▸ Written task: Please copy everything in the data from the line containing "Which on-screen element corresponds to the white sofa?" down through the line containing "[97,242,158,300]", both included, renaming "black tv screen" to "black television screen" and leaving all else unchanged.

▸ Detection examples:
========================
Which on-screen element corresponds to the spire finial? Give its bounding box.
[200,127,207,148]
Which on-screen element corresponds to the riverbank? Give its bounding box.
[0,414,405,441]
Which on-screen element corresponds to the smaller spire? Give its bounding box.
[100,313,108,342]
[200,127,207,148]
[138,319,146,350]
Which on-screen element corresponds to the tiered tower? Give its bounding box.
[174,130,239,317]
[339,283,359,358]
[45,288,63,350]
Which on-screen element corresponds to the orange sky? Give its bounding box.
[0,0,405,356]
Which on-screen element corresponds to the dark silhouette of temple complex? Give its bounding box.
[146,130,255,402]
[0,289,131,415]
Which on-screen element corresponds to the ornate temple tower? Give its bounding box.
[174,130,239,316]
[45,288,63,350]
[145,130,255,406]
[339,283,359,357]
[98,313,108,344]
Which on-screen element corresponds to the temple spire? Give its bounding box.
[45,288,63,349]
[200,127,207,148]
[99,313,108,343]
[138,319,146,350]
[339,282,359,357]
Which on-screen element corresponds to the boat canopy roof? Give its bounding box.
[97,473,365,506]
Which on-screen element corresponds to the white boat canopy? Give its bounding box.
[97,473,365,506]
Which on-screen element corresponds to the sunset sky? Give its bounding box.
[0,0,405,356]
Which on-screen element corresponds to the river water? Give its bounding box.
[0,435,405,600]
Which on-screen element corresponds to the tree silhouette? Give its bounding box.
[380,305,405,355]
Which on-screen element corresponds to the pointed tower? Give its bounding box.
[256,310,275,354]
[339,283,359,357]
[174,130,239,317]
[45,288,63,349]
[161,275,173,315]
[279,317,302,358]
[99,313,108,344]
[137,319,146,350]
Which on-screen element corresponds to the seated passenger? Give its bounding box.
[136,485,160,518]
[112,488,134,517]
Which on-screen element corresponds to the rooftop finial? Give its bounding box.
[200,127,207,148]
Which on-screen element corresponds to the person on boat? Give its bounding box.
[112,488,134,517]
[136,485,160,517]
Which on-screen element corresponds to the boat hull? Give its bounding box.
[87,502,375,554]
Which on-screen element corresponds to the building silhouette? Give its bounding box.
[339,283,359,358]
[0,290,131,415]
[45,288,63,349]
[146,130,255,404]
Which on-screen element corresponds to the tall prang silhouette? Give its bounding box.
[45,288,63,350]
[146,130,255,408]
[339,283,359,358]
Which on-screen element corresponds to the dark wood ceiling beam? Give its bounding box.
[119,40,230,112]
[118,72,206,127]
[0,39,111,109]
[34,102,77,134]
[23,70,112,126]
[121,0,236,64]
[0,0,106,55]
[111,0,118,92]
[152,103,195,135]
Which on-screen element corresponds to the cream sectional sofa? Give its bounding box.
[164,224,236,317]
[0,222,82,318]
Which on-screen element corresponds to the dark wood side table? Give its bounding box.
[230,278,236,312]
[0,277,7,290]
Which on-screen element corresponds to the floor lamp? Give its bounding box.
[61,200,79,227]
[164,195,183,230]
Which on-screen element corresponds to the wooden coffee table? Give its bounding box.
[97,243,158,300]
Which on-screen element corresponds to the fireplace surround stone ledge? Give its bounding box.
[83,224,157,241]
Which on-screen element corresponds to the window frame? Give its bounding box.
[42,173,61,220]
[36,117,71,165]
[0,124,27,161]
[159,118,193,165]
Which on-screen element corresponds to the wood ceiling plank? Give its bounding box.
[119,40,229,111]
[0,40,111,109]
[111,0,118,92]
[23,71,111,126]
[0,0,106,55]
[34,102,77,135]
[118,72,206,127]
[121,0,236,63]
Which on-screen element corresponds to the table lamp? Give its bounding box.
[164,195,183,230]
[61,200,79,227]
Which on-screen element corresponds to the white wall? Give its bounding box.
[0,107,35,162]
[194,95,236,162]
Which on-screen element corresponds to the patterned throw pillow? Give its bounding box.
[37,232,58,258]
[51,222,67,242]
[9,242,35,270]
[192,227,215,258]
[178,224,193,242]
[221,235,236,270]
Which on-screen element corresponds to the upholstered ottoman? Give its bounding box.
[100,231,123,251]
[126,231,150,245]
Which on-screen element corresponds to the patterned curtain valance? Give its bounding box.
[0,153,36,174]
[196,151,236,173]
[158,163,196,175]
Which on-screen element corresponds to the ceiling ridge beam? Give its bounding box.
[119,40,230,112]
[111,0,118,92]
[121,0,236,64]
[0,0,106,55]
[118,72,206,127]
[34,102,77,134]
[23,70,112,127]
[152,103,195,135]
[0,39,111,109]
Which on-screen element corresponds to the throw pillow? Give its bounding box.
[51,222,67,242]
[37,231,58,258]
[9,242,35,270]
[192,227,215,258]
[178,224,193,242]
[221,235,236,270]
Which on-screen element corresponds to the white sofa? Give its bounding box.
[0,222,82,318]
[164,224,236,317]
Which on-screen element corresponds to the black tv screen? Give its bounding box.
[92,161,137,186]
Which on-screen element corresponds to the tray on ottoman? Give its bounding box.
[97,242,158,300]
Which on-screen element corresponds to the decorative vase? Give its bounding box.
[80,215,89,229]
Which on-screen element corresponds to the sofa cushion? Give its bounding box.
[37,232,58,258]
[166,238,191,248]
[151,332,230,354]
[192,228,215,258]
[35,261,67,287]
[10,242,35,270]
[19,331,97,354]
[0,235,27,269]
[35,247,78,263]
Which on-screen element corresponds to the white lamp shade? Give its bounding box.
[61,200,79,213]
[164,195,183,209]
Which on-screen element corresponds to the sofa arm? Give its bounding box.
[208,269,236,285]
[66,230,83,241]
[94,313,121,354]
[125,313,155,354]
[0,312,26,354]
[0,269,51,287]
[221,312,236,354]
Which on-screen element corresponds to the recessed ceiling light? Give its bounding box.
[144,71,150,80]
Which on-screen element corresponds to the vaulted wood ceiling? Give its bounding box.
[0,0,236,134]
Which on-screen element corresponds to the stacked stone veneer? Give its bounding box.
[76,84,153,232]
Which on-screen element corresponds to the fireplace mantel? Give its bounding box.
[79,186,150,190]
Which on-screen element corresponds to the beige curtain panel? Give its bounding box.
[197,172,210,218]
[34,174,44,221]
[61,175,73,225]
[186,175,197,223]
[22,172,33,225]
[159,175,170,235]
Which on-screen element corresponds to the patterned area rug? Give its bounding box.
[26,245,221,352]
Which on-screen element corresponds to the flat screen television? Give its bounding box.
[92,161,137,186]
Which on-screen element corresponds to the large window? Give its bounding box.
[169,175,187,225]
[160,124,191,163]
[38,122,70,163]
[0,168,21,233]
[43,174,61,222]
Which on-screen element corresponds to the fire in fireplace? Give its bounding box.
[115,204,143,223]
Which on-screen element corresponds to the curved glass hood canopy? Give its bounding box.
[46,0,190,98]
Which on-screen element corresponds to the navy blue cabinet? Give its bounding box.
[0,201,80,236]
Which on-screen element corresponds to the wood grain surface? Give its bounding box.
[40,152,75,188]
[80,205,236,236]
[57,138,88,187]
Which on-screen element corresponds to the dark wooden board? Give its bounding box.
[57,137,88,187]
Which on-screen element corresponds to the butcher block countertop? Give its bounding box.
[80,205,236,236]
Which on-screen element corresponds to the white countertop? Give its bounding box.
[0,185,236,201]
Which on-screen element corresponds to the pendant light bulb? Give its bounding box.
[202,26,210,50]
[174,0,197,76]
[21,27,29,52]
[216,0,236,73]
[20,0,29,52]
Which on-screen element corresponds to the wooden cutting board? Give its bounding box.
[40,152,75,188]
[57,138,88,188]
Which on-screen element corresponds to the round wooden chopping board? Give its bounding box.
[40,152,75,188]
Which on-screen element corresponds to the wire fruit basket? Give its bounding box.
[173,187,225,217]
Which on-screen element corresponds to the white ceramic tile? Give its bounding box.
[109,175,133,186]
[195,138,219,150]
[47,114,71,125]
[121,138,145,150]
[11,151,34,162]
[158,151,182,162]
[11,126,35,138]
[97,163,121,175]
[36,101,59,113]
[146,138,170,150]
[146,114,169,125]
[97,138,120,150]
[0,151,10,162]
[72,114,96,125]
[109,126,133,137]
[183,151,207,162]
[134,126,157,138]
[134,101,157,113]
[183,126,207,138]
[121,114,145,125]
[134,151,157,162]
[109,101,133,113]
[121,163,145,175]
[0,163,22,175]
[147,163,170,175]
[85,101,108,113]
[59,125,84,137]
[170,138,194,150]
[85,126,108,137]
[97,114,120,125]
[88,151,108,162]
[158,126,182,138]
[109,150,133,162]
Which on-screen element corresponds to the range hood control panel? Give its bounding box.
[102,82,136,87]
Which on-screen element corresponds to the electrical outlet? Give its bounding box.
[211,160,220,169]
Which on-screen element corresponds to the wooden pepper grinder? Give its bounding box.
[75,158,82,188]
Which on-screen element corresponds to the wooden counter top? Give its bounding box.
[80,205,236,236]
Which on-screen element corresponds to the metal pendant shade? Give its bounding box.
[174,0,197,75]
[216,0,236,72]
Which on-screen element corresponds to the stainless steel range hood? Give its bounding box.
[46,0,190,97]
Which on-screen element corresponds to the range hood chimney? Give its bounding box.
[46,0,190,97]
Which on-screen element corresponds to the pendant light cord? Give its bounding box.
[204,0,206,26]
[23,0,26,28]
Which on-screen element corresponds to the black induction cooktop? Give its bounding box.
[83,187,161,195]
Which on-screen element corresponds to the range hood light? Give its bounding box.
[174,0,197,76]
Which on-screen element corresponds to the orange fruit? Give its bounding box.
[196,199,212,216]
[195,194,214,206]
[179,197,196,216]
========================
▸ Answer for the task:
Which on-screen element corresponds to the white sofa? Give its bounding box.
[0,222,82,318]
[164,224,236,317]
Which on-screen element corresponds to the black television screen? Give its bounding box.
[92,161,137,186]
Which on-screen element corresponds to the tray on ottoman? Give its bounding box.
[97,242,158,300]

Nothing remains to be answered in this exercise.